> _PROVIDED MATERIAL_:
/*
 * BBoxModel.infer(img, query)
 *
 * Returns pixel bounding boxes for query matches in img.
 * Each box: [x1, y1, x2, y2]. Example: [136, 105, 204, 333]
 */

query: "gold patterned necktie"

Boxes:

> _WHAT THIS TASK INVOLVES_: How many lines of the material above contain the string "query"? Reply with the number alone.

> _FINISHED TASK_: 3